## Provided text:
┄┄┄┄┄┄┄┄┄┄

# Pics of the kids in their new collars.



## AC/DC Fan (Sep 15, 2010)

Mia and Skylar:










Mia smelling Skylar's bow:









Skylar girl:









Bikky boy:


----------



## N*T*M*4U (Nov 10, 2008)

They are so cute........!!...


----------



## Audreybabypup (Sep 14, 2010)

Adorable! Lovely collars.


----------



## Reese and Miley (Jun 24, 2010)

Beautiful pictures! They all look soooo cute in their collars. I love Bizkits nose, so cute!
I found a shop on etsy that makes similar ones, with big flowers instead of bows, and Im tempted to get some for mine but Im afraid Miley will tear them up. Do yours seem to ignore them?


----------



## 2Cheese (Feb 21, 2010)

So CUTE!!! I love the picture of Mia smelling Skyler's flower:daisy: The collars are adorable and the colors are perfect !!!

Ours came the other day. They turned out really nice and the pups dont seem to mind them. Not bad for $10


----------



## Reese and Miley (Jun 24, 2010)

┄┄┄┄┄┄┄┄┄┄

## Data block:
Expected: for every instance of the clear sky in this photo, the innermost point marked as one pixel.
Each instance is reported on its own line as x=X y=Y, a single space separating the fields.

┄┄┄┄┄┄┄┄┄┄

## What you need to do:
1. Based on the forum thread about the collars, decide whether each statement agrees with it. For each, write yes or no and quote the deciding words: (a) The shop that Reese and Miley found makes collars with big flowers instead of bows. (b) 2Cheese mentions a price of $10. (c) Reese and Miley reports that Miley ignores the collars.
2. Output the part of the forum thread that opens with the words containing "Beautiful pictures! They" and closes with "are perfect !!!".
The data plays no part in this work.

## Results for each task:
1.
(a) Yes: "I found a shop on etsy that makes similar ones, with big flowers instead of bows"
(b) Yes: "Not bad for $10"
(c) No: "Im afraid Miley will tear them up"

2.
Beautiful pictures! They all look soooo cute in their collars. I love Bizkits nose, so cute!
I found a shop on etsy that makes similar ones, with big flowers instead of bows, and Im tempted to get some for mine but Im afraid Miley will tear them up. Do yours seem to ignore them?


----------



## 2Cheese (Feb 21, 2010)

So CUTE!!! I love the picture of Mia smelling Skyler's flower:daisy: The collars are adorable and the colors are perfect !!!